Work instruction → Look below for the line with "white sky, as pixel coordinates.", then give it again exactly, along with every line that comes after it, the final line included.

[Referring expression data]
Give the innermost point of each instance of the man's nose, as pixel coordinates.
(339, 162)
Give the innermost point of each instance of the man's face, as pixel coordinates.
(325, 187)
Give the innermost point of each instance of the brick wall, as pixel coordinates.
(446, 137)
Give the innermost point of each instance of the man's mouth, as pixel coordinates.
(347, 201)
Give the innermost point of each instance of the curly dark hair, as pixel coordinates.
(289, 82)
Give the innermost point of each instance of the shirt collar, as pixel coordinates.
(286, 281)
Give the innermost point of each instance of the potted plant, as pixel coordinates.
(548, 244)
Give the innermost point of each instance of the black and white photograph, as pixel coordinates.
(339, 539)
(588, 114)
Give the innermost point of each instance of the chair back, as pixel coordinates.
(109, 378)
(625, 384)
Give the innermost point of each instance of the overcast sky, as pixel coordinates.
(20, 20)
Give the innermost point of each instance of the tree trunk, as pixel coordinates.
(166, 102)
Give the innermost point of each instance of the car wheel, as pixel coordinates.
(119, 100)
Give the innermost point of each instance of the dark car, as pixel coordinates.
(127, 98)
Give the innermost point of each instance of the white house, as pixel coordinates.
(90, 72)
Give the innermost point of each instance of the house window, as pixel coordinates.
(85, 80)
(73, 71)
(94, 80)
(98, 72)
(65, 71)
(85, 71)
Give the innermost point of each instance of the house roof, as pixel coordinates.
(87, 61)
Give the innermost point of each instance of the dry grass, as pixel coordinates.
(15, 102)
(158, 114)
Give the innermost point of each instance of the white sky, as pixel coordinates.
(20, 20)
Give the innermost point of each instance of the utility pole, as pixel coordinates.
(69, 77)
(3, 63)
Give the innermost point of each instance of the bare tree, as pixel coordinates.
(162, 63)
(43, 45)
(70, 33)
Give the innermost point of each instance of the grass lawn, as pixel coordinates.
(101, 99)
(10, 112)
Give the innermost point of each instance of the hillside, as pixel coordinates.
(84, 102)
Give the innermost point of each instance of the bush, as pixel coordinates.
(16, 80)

Exercise solution →
Give the innermost point of each instance of the white sky, as pixel coordinates.
(20, 20)
Give the innermost point of each instance of the utility pole, as pixel coordinates.
(69, 77)
(3, 63)
Give the innermost point of each instance of the bare tree, as pixel coordinates.
(162, 63)
(43, 45)
(70, 33)
Give the innermost point of each instance of the grass lawn, as pixel coordinates.
(101, 99)
(10, 112)
Give the innermost point of each instance of the hillside, as pixel coordinates.
(84, 102)
Give the innermost point of each instance of the bush, as pixel coordinates.
(16, 80)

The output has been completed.